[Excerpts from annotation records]
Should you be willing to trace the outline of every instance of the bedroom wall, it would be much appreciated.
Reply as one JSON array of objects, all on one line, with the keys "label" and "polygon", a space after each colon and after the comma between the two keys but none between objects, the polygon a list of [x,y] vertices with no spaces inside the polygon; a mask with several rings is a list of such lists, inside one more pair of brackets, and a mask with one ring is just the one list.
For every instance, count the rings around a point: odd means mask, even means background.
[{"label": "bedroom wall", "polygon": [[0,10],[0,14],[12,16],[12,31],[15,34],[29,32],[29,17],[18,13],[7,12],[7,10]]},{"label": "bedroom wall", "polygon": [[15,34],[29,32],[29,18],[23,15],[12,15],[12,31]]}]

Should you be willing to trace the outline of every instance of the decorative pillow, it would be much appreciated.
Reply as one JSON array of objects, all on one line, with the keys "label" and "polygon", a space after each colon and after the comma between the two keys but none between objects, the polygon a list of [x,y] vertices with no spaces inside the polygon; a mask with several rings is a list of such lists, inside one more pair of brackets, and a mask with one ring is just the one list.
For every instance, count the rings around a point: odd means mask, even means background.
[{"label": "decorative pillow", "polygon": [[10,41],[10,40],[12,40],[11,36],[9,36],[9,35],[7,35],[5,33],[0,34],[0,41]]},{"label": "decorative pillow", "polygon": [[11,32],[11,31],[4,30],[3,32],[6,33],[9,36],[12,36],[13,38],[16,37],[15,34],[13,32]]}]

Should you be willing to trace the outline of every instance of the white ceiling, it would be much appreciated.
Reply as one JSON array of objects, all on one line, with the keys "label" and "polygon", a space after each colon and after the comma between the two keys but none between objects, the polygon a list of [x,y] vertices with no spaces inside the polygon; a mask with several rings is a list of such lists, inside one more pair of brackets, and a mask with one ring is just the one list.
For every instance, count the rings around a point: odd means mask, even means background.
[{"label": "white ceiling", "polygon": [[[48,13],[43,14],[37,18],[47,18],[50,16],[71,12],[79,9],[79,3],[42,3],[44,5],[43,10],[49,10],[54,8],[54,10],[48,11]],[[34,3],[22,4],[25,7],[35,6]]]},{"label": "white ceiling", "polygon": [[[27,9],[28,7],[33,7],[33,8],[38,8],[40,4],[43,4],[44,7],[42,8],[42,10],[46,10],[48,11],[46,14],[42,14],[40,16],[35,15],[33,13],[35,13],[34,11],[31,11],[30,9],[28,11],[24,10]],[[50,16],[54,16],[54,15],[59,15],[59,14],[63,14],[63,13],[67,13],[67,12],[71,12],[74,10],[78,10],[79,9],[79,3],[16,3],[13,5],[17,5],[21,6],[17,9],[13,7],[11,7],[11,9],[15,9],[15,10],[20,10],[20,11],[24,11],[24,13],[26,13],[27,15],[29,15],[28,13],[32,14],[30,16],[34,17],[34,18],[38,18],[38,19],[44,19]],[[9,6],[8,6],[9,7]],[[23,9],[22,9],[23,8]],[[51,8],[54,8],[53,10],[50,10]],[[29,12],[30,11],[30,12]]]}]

Task to complete
Please count the lines in the listing above that contain the word "much" and reply with that number only.

Result of this exercise
3